**REQUIRED ACTIONS:**
a - Condense the paragraph of the text about El Nacional that begins "El Nacional published its final print edition" into a shorter version that keeps its main facts.
b - Repeat word for word the part of the text about El Nacional that opens with the words containing "Since the increase" and closes with "Officer Manuel Sucre.".

El Nacional is a Venezuelan publishing company under the name C.A. Editorial El Nacional, most widely known for its El Nacional newspaper and website. It, along with Últimas Noticias and El Universal, are the most widely read and circulated daily national newspapers in the country. In 2010, it had an average of 83,000 papers distributed daily and 170,000 copies on weekends.

Since the increase of censorship in Venezuela during the presidencies of Hugo Chávez and Nicolás Maduro, El Nacional has been described as one of the last independent newspapers in Venezuela.

El Nacional published its final print edition on 14 December 2018 (after having been cut to five print editions per week back in August), joining in the dozens of anti-government newspapers in the nation that have stopped printing due to paper and toner shortages. It became an exclusively online newspaper after the date.

Contributors and owners
El Nacional was founded in August 1943 in Caracas by Miguel Otero Silva and is directed by Chief Editorial Officer Miguel Henrique Otero, grandson of the founder, and by Chief Executive Officer Manuel Sucre.

The newspaper's first director was poet Antonio Arráiz (1903–1962). In the newspaper have contributed many of the most recognized Venezuelan writers. Arturo Úslar Pietri, one of the most important intellectuals of the country, wrote for more than fifty years in an opinion column in the newspaper. Former editors include José Ramón Medina and Miguel Otero Silva.

History 
In 1961, an advertising boycott in opposition to the paper's leftist views (its then editor, Miguel Otero Silva, had been a member of the Communist Party of Venezuela) nearly forced the paper into bankruptcy.

(Lines of data)
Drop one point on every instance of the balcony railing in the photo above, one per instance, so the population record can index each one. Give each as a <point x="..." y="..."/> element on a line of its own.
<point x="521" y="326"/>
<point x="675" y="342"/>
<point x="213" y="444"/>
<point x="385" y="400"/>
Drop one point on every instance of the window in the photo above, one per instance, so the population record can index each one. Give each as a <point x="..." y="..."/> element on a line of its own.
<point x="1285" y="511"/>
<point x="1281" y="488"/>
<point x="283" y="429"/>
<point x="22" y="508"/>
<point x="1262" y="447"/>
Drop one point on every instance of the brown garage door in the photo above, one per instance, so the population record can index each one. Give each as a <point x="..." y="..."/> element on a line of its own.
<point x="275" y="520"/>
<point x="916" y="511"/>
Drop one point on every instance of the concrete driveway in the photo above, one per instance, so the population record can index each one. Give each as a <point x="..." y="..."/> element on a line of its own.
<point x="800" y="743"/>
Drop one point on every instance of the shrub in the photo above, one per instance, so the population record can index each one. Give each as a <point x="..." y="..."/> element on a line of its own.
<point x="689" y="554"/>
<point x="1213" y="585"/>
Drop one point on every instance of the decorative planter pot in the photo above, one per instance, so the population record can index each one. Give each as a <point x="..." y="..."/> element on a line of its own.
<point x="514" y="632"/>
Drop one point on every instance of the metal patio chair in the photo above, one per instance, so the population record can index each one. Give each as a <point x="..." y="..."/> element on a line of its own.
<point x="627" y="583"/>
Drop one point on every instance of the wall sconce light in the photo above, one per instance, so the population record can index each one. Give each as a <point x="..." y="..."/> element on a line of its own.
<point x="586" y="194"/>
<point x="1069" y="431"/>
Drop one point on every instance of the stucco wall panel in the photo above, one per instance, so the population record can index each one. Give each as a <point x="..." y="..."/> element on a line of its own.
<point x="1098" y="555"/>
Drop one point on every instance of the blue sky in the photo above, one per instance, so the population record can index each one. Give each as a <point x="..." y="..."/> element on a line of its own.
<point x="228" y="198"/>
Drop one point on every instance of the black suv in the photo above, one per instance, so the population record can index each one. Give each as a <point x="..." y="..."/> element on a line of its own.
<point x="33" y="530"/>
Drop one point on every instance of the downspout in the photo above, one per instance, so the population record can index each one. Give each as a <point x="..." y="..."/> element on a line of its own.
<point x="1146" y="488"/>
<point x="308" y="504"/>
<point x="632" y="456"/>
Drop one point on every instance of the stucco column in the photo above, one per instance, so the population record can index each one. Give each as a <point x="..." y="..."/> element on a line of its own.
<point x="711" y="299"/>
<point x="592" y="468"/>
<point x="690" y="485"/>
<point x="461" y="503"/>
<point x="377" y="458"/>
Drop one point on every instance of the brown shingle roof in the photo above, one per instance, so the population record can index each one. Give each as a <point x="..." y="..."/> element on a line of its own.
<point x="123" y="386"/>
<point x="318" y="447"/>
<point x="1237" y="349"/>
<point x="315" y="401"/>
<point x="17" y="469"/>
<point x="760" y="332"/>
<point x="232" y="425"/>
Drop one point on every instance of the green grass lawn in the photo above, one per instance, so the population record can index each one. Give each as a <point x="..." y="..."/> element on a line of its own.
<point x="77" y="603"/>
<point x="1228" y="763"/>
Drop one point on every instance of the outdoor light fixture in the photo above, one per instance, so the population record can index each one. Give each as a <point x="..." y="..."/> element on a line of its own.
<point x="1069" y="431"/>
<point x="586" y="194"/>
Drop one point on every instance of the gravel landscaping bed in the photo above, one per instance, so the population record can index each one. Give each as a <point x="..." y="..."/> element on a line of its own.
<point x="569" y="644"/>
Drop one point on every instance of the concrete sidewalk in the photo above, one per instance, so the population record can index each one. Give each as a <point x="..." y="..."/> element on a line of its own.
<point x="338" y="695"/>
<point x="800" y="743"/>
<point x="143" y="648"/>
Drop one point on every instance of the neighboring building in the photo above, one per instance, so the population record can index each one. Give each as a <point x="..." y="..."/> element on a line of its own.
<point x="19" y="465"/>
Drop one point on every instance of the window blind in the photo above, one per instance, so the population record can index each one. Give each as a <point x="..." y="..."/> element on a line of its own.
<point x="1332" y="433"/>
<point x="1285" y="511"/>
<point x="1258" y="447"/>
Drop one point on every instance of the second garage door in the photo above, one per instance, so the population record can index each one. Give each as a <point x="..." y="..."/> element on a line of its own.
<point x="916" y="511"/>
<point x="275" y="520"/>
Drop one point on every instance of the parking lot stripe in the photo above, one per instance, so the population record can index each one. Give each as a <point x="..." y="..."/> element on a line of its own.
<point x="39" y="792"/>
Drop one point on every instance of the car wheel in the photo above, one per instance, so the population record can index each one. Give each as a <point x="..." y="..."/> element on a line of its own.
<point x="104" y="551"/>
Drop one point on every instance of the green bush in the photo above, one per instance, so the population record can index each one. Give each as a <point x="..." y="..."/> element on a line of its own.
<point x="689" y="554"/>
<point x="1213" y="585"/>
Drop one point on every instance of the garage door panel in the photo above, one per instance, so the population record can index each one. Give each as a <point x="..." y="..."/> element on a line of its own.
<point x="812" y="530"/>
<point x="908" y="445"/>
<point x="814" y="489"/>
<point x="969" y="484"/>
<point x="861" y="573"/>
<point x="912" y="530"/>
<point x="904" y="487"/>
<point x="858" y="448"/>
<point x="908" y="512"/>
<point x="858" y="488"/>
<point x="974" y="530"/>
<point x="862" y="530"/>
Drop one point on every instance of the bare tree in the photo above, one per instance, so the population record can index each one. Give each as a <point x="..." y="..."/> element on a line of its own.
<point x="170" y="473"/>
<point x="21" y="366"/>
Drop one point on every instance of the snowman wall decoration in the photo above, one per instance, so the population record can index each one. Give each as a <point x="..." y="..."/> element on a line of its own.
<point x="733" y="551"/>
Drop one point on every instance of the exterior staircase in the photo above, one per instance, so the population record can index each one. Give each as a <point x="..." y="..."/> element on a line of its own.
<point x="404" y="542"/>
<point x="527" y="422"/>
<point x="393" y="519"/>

**SOLUTIONS TO THE EXERCISE:**
a - El Nacional printed its last edition on 14 December 2018, after being cut to five print editions a week in August. Like dozens of other anti-government newspapers in Venezuela, it stopped printing because of paper and toner shortages. From then on it was published only online.

b -
Since the increase of censorship in Venezuela during the presidencies of Hugo Chávez and Nicolás Maduro, El Nacional has been described as one of the last independent newspapers in Venezuela.

El Nacional published its final print edition on 14 December 2018 (after having been cut to five print editions per week back in August), joining in the dozens of anti-government newspapers in the nation that have stopped printing due to paper and toner shortages. It became an exclusively online newspaper after the date.

Contributors and owners
El Nacional was founded in August 1943 in Caracas by Miguel Otero Silva and is directed by Chief Editorial Officer Miguel Henrique Otero, grandson of the founder, and by Chief Executive Officer Manuel Sucre.